-- start STORED DATA --

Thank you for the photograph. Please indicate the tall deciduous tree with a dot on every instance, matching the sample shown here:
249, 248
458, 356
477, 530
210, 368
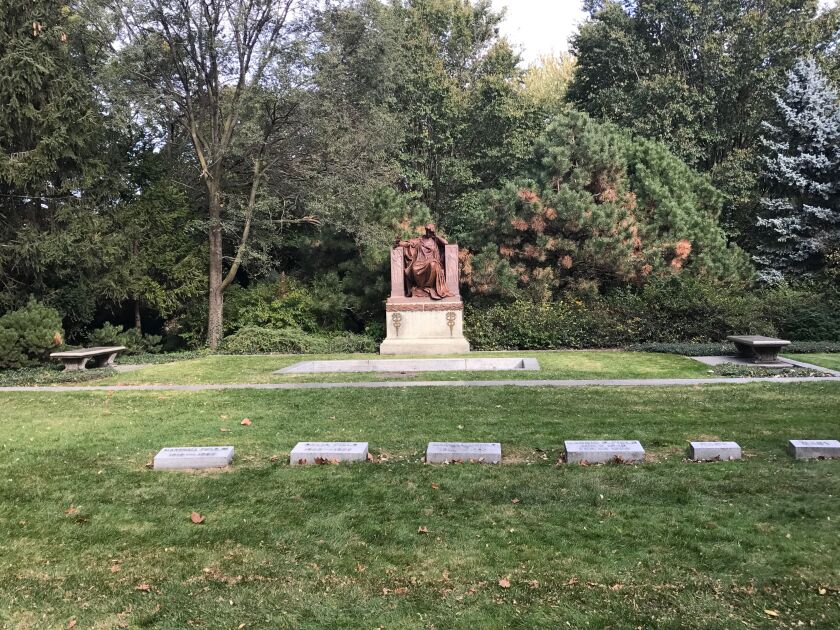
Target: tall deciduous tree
203, 62
467, 123
801, 213
55, 158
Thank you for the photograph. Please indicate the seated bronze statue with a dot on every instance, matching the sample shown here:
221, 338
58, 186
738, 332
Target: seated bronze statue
424, 268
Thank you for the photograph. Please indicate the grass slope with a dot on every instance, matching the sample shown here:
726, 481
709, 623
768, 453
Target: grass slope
823, 359
666, 544
554, 365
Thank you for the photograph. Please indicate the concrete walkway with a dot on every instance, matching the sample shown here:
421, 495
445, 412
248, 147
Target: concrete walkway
641, 382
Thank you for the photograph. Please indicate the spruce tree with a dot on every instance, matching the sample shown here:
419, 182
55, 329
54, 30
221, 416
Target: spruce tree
801, 211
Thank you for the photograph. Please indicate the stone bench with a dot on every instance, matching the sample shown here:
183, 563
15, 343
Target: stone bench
76, 359
761, 350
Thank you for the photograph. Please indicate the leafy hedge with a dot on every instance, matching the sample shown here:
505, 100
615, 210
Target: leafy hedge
255, 340
28, 335
675, 311
134, 341
723, 349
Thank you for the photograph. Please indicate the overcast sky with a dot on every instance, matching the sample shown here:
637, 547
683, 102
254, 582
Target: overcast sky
540, 26
543, 26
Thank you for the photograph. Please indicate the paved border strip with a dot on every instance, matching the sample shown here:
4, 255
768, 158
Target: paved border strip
650, 382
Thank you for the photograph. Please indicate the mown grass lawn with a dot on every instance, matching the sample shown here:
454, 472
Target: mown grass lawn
83, 522
593, 364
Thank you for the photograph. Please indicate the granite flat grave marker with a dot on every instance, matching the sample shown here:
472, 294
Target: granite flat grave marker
814, 449
193, 457
478, 452
708, 451
328, 452
602, 451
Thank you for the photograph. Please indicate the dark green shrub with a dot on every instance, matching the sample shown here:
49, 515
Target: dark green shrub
723, 349
29, 334
665, 314
134, 341
686, 349
255, 340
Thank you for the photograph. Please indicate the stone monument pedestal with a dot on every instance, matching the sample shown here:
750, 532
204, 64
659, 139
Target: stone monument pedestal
424, 326
421, 325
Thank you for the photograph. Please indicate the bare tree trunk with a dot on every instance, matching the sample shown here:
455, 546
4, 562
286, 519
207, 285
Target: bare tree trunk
215, 296
138, 323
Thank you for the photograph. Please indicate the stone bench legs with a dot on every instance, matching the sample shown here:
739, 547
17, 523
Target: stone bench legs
103, 360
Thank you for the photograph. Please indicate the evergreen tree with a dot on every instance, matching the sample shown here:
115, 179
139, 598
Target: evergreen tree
698, 76
595, 209
801, 217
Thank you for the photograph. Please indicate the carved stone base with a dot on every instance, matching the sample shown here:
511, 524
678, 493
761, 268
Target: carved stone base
417, 326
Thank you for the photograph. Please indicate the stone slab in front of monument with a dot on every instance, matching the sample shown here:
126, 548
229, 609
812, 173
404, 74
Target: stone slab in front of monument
603, 451
188, 457
474, 452
814, 449
424, 326
328, 453
710, 451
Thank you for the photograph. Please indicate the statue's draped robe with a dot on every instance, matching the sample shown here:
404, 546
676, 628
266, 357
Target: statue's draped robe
424, 270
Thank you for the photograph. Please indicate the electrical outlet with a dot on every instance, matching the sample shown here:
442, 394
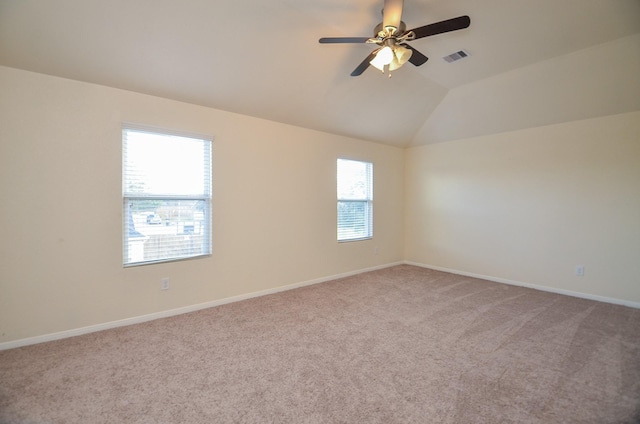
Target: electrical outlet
164, 283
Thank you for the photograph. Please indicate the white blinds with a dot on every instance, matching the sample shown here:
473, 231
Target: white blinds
166, 184
355, 199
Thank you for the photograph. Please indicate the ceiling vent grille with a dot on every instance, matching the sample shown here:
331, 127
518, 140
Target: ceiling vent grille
456, 56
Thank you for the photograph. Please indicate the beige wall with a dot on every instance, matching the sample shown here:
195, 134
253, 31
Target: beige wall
528, 206
274, 210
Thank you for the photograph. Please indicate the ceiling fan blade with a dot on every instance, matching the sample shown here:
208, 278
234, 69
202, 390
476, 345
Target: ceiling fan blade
392, 13
416, 58
365, 64
449, 25
336, 40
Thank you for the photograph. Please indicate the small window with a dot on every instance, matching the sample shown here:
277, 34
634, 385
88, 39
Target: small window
355, 200
166, 185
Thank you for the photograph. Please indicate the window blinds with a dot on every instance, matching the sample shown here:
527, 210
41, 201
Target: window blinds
355, 200
166, 185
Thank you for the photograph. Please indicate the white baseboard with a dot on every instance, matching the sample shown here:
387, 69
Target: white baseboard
178, 311
531, 286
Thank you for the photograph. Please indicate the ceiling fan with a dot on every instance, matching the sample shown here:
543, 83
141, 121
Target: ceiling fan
391, 36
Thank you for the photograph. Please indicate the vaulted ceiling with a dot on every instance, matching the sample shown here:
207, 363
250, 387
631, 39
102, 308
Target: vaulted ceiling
531, 62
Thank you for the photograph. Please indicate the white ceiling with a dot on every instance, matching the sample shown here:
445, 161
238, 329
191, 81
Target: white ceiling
263, 58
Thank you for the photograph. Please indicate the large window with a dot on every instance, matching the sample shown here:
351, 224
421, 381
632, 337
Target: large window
355, 200
166, 185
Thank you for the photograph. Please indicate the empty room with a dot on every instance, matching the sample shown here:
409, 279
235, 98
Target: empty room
319, 211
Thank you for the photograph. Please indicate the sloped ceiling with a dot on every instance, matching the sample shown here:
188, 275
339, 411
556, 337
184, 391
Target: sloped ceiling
532, 62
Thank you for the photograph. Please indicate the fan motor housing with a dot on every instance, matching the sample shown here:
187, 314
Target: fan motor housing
379, 30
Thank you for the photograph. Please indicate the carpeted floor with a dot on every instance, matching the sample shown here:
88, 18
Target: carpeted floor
399, 345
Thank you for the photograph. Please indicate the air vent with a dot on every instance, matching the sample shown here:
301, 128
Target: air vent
455, 56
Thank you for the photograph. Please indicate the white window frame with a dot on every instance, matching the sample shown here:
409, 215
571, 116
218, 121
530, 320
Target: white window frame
363, 196
134, 240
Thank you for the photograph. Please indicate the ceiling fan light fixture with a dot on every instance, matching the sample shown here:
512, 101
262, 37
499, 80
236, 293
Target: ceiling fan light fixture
401, 56
384, 57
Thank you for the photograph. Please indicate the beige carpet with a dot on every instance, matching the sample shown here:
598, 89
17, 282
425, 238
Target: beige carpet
400, 345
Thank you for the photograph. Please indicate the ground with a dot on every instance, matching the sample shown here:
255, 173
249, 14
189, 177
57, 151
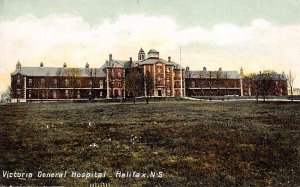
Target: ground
194, 143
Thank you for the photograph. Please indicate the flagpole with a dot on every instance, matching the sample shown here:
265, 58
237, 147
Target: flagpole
181, 74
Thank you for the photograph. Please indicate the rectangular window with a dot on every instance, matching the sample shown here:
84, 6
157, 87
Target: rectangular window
79, 83
55, 82
193, 84
18, 80
54, 94
30, 82
42, 82
29, 93
101, 84
78, 94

-- end STORED DATA --

Copy out, unchanged, the span of lines beginning with the one that includes "light fixture with" and running through the final line of the material above. Leave the pictures out.

Thank you for the photograph. Please indicate the ceiling fan light fixture with a dot on every instance, matching the sample shown here:
512, 101
262, 37
499, 80
236, 293
Target: ceiling fan light fixture
401, 56
384, 57
Thank you for the photograph. Please indicate the beige carpet with a dot on every instance, matching the sample shown here:
598, 89
17, 282
425, 238
Target: beige carpet
400, 345
Thank you for the photograph. Please indicate the ground with a dot on every instance, matching the sample shown here:
255, 173
249, 14
189, 177
57, 151
Target: ground
194, 143
Thank you for the photograph. Please indicate the flagpole with a dot on every instance, matching the sample shown here:
265, 58
237, 147
Target: flagpole
181, 74
Thank you for the photograph. Please indicate the rectangular window with a dot on every instance, matching the sample shown here:
84, 6
157, 87
Target: rectangular window
79, 83
55, 82
193, 84
18, 80
54, 94
30, 82
42, 82
29, 93
101, 84
78, 94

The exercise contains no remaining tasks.